§ What is being asked: Copy the material from the line containing "point: backpack -- one" through the end of the material, keeping every line in order. Shift each x and y coordinate value up by 129, and leave all other text unchanged.

§ Material:
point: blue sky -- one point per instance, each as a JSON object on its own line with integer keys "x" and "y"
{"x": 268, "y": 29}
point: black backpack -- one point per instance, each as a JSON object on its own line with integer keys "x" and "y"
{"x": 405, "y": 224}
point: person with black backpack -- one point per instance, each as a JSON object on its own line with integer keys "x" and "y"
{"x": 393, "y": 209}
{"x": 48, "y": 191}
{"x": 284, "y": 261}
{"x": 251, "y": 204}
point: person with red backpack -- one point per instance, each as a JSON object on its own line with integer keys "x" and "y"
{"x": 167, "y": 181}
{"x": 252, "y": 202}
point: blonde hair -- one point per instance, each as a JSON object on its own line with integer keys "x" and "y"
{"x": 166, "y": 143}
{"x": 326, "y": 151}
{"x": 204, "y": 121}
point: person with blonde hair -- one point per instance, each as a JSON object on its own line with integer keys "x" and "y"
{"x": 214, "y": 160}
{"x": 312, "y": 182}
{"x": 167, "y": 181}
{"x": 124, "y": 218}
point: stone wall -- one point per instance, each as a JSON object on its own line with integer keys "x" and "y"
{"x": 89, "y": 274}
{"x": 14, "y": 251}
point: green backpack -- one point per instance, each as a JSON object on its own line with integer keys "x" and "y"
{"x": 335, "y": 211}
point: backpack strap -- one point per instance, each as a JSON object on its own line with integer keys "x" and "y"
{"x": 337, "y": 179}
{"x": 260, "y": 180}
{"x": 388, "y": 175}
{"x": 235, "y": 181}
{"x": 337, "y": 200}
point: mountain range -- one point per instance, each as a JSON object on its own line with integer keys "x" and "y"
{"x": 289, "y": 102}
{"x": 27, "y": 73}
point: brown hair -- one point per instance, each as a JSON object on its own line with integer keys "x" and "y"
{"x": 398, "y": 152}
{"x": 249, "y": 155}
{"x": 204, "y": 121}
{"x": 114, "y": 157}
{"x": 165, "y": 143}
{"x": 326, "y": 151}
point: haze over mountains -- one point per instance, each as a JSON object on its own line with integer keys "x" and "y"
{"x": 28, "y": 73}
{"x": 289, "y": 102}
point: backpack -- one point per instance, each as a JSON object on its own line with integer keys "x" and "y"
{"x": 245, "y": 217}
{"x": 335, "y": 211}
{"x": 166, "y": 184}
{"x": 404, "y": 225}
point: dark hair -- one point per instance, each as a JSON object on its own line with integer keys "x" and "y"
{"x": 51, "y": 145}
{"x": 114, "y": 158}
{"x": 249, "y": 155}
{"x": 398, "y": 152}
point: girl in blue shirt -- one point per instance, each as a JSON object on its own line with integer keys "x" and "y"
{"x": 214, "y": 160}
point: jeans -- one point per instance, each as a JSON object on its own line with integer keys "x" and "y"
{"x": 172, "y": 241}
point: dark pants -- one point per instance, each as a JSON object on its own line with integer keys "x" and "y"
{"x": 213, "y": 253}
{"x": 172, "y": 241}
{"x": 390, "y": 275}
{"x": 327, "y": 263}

§ Expected output:
point: backpack -- one point per instance, each as a JSON object on its own line with integer keys "x" and "y"
{"x": 374, "y": 346}
{"x": 464, "y": 340}
{"x": 295, "y": 313}
{"x": 533, "y": 354}
point: dark hair -- one point per instance, each as a JSON object on its own line with integer keys "x" and "y"
{"x": 180, "y": 274}
{"x": 243, "y": 287}
{"x": 378, "y": 284}
{"x": 527, "y": 281}
point: girl in blue shirt -- one point per instance, each as a JSON object on its own line with integer keys "x" and "y"
{"x": 343, "y": 289}
point: jeans -- one point per instance, each as a JSON object on its own line with integer keys "x" and "y"
{"x": 301, "y": 370}
point: dark pants -- one point per instance, each as a JSON object on its own line with integer keys "x" and "y"
{"x": 342, "y": 382}
{"x": 301, "y": 370}
{"x": 519, "y": 404}
{"x": 456, "y": 392}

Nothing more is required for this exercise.